What you are asked to do
If a line in the data has the string "tent", please show it.

Input records section start

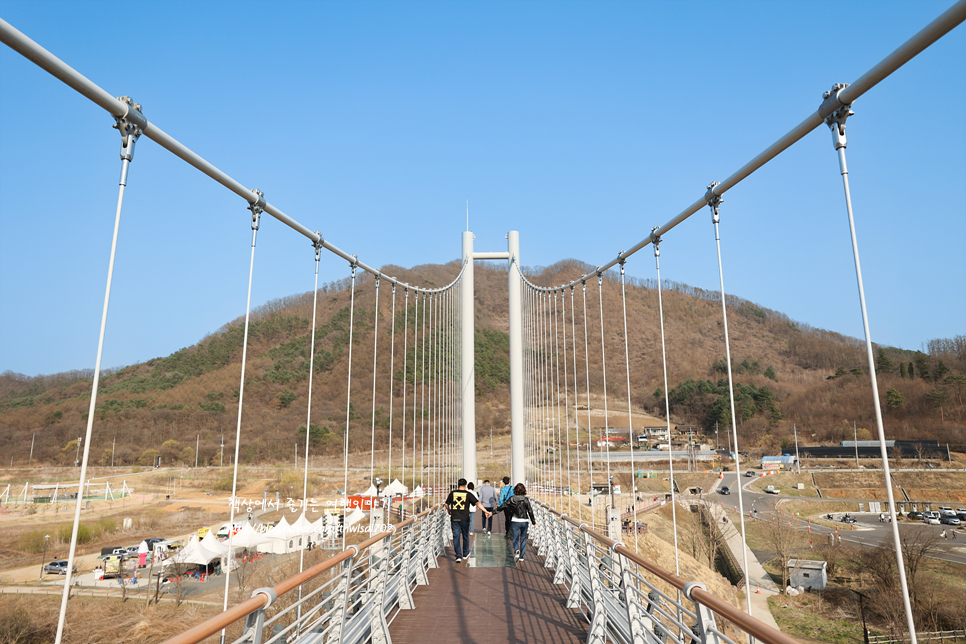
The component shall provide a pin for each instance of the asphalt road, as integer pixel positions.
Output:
(868, 530)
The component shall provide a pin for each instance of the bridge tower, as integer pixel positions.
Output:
(468, 350)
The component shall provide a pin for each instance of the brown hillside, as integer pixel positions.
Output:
(164, 403)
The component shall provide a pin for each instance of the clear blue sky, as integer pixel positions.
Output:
(581, 125)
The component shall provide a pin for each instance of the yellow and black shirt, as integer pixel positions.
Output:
(460, 502)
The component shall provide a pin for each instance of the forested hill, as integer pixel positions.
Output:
(785, 372)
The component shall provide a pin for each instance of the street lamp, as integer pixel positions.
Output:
(44, 558)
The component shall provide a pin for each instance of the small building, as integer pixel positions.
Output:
(808, 574)
(784, 462)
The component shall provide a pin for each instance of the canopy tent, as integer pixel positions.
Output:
(247, 537)
(192, 553)
(211, 543)
(395, 489)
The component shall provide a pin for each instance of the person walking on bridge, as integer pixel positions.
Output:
(458, 505)
(505, 493)
(520, 511)
(489, 501)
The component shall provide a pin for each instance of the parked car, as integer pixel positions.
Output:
(59, 568)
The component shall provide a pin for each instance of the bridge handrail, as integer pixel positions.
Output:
(261, 598)
(700, 596)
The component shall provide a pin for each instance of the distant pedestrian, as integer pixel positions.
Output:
(458, 505)
(488, 497)
(505, 493)
(520, 512)
(472, 488)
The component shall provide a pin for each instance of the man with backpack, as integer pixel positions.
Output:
(505, 493)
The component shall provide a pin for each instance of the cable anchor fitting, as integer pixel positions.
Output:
(257, 208)
(131, 126)
(714, 201)
(835, 113)
(656, 241)
(317, 244)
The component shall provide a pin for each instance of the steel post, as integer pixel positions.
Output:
(517, 456)
(468, 380)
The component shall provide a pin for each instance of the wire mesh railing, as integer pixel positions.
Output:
(628, 599)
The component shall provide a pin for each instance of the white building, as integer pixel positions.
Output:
(807, 574)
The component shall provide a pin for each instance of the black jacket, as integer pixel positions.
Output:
(519, 507)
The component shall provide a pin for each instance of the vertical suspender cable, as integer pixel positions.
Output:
(256, 214)
(375, 352)
(392, 365)
(405, 386)
(130, 134)
(348, 405)
(573, 335)
(716, 201)
(630, 410)
(667, 404)
(590, 438)
(836, 122)
(603, 369)
(308, 421)
(556, 346)
(422, 408)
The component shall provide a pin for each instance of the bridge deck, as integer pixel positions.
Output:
(489, 600)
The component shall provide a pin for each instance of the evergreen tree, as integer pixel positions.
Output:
(882, 362)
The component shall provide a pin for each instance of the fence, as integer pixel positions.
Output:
(350, 597)
(616, 590)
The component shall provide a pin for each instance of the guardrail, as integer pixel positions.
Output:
(350, 597)
(616, 590)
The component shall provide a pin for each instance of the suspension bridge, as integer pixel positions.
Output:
(585, 583)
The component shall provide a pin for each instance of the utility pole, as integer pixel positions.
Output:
(855, 433)
(797, 460)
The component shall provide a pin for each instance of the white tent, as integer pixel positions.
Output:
(395, 489)
(211, 543)
(192, 553)
(247, 537)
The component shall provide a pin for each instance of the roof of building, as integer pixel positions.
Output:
(807, 563)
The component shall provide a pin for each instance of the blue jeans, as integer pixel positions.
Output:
(487, 523)
(519, 531)
(461, 529)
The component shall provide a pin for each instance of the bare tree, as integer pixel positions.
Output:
(783, 540)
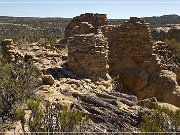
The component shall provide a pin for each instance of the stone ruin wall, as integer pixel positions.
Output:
(87, 46)
(130, 55)
(130, 46)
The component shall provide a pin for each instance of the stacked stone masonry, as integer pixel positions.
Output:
(130, 46)
(96, 49)
(87, 46)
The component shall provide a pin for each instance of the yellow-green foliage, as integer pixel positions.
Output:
(53, 117)
(160, 120)
(36, 117)
(17, 82)
(20, 115)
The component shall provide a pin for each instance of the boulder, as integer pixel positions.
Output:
(134, 78)
(47, 80)
(160, 84)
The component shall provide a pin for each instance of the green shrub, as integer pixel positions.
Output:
(18, 81)
(160, 120)
(53, 117)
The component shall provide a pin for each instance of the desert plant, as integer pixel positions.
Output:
(18, 81)
(53, 117)
(160, 120)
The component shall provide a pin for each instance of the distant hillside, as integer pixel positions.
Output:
(156, 21)
(15, 27)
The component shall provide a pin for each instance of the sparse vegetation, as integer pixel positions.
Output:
(52, 117)
(18, 81)
(160, 120)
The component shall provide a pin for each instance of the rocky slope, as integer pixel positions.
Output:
(77, 73)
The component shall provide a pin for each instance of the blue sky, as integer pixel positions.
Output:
(113, 9)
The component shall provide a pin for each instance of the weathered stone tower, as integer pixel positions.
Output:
(87, 46)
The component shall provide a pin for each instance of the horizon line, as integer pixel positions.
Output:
(79, 2)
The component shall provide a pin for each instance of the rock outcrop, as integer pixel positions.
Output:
(8, 50)
(87, 47)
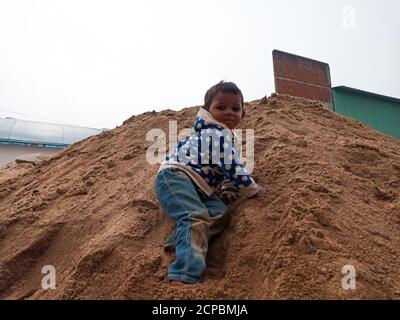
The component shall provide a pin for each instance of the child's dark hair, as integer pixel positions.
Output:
(222, 86)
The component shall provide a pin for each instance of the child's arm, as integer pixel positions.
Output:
(236, 176)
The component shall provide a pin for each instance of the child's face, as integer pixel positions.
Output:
(227, 108)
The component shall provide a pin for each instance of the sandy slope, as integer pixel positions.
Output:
(91, 212)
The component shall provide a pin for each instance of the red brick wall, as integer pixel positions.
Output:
(302, 77)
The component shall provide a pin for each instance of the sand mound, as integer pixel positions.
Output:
(91, 212)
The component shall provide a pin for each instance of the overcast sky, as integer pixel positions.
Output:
(95, 63)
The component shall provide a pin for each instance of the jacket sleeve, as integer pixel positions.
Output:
(234, 171)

Input records section end

Task result
The component shall provide a pin for each instance of the canopy tent, as integer pixel positions.
The component shall provide a pin for each instance of the white tent, as integer pixel positions.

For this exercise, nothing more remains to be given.